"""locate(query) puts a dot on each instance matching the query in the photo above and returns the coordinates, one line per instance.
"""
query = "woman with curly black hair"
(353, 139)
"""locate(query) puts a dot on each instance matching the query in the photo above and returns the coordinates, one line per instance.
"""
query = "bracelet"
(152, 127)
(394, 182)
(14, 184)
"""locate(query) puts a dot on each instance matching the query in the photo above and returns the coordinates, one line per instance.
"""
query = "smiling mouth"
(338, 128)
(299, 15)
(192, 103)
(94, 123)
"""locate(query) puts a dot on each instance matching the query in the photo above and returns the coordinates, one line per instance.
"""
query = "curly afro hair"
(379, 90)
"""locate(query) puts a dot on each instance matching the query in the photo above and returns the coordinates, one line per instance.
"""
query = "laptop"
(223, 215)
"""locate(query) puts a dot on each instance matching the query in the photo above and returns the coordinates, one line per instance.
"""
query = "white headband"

Task brief
Copy out the data shown above without altering anything.

Final answer
"""locate(query) puts a dot on each instance matching the query in the photo above and returns the coordinates, one line per instance.
"""
query = "woman with curly black hair"
(353, 139)
"""locate(query) puts a dot on each instance matching the query in the photo above and returns the coordinates, one line per instance.
"""
query = "bracelet"
(152, 127)
(394, 182)
(14, 184)
"""locate(query) puts a dot on each instance matching the query in the photo above and returns the coordinates, one line per instance.
"""
query = "smiling mouth"
(338, 128)
(299, 15)
(192, 103)
(94, 123)
"""locate(query) puts a dot on each instance matching the query in the photo above and returns the coordinates, one line per instance.
"""
query = "curly afro hair"
(379, 90)
"""locate(query) puts a dot on each instance matching the query in the photo above and returns the coordinates, one line per instance.
"""
query = "laptop"
(223, 215)
"""locate(query) puts a dot on each instance matching the query in the photo above and returns the coordinates, one line per instance.
"""
query = "white headband"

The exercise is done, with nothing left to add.